### Provided text
Purpose: To evaluate the effect of an intensified capecitabine and oxaliplatin (XELOX) chemoradiation treatment followed by one cycle of consolidation chemotherapy before surgery in locally advanced rectal cancer (LARC).
Methods and Materials: Patients with histologically confirmed, newly diagnosed, locally advanced rectal adenocarcinoma (cT3-T4 and/or cN+) were enrolled. All patients received 3-dimensional conformal radiotherapy (3D-CRT) or intensity-modulated radiotherapy (IMRT) with a dose 50.4Gy in 25 fraction, with two cycles of concurrent XELOX chemotherapy. Thereafter, another cycle of consolidation chemotherapy with XELOX/FLOFOX was administered during the resting period after completion of concurrent chemoradiation (CRT). Tumor response, toxicities, surgical complications, and long-term clinical outcomes were recorded.

(Segmentation mask data)
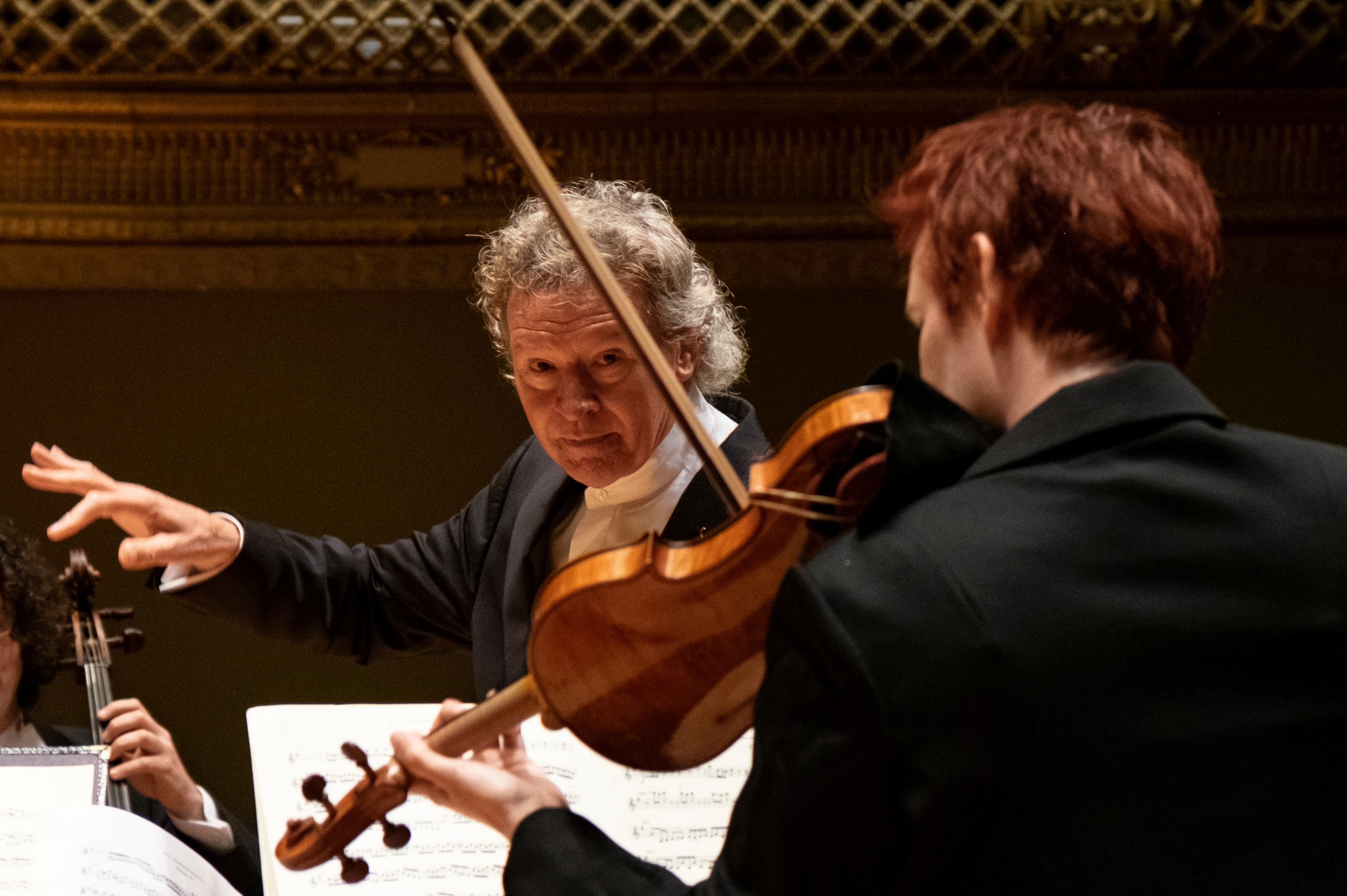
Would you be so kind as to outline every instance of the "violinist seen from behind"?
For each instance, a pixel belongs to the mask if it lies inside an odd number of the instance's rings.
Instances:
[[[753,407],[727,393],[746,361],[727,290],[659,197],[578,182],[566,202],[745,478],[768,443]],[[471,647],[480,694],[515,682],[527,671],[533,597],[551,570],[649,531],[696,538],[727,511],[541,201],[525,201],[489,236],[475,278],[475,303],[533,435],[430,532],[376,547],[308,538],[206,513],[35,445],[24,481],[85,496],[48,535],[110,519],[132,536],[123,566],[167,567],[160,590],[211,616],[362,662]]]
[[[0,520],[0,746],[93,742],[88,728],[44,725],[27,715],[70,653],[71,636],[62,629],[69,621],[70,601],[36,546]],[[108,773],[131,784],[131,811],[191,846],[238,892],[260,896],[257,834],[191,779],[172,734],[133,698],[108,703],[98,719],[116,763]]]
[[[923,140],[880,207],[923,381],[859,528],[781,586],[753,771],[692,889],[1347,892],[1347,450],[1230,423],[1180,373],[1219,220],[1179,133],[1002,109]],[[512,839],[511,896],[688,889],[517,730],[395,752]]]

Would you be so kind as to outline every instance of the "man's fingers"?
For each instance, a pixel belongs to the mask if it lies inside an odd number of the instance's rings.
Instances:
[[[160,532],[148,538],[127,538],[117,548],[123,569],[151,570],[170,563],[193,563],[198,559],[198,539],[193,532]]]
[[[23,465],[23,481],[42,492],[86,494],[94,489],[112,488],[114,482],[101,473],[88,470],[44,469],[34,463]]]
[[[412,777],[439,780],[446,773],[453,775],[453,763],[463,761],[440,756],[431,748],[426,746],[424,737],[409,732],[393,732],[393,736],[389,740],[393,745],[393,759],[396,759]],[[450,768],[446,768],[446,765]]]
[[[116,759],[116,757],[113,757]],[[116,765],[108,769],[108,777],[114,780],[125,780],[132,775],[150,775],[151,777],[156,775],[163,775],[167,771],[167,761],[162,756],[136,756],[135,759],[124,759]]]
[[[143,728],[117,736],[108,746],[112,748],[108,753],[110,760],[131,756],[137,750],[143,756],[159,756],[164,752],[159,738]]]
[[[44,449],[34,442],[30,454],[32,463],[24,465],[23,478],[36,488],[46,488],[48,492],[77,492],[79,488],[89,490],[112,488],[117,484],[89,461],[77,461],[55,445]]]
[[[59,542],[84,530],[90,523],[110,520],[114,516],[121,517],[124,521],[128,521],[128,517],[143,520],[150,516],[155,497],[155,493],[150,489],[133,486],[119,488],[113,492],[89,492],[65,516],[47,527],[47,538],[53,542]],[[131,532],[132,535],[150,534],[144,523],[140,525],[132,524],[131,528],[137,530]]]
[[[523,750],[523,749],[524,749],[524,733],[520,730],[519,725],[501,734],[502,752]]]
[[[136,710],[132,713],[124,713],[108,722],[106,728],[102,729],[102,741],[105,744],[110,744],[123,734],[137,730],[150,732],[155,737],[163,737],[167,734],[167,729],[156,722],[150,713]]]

### Action item A
Answer these questions from the rectal cancer abstract:
(i) How many cycles of consolidation chemotherapy were given before surgery?
(ii) What radiotherapy dose and number of fractions did all patients receive?
(iii) Which four kinds of results were recorded?
### Action item B
Rewrite the part of the rectal cancer abstract that begins at the words "Methods and Materials: Patients" and stops after "outcomes were recorded.", with "resting period" replaced by "rest interval".
### Action item C
Carry on the rectal cancer abstract from the point where it stops.

### Task output A
(i) One cycle.
(ii) 50.4 Gy in 25 fractions.
(iii) Tumor response, toxicities, surgical complications, and long-term clinical outcomes.

### Task output B
Methods and Materials: Patients with histologically confirmed, newly diagnosed, locally advanced rectal adenocarcinoma (cT3-T4 and/or cN+) were enrolled. All patients received 3-dimensional conformal radiotherapy (3D-CRT) or intensity-modulated radiotherapy (IMRT) with a dose 50.4Gy in 25 fraction, with two cycles of concurrent XELOX chemotherapy. Thereafter, another cycle of consolidation chemotherapy with XELOX/FLOFOX was administered during the rest interval after completion of concurrent chemoradiation (CRT). Tumor response, toxicities, surgical complications, and long-term clinical outcomes were recorded.

### Task output C
Results: From January 2011 to December 2013, a total of 96 patients were enrolled in the study. All patients completed the treatment plan of concurrent chemoradiation and consolidate chemotherapy. During concurrent chemoradiation, the incidence of grade 3/4 toxicities was leucopenia (2.1%), thrombocytopenia (4.2%), diarrhea (6.3%). 18 patients (18.8%) developed surgical complications. Pathologic complete response (pCR) was achieved in 20 (20.8%) patients. Tumor down-staging occurred in 69 (71.9%) patients and down-staging of nodes occurred in 47 (49.0%) patients. Of these 96 patients, 5-year local recurrence-free survival, metastasis-free survival, disease-free survival and overall survival rates was 98.9%, 84.7%, 83.7% and 82.1%, respectively, with a median follow-up of 4.24years.
Conclusions: The intensified treatment paradigm of XELOX concurrent chemoradiation followed by one cycle of consolidation chemotherapy was well tolerated in our cohort and provided a promising long-term oncologic outcome, which warranted further investigation in a randomize trails.
Keywords: rectal cancer, XELOX, chemoradiation
In locally advanced rectal cancer (LARC), fluorouracil based preoperative concurrent chemoradiation (CRT) followed by total mesorectal excision (TME) and adjuvant chemotherapy is the standard therapy modality[1, 2]. With this triple treatment modality, patients had a good local and regional control rate around 95%[1-4], however, the distant metastasis risk still high to 30%[2-4]. In theory, intensified chemotherapy before or after TME can reduce the risk of distant metastasis.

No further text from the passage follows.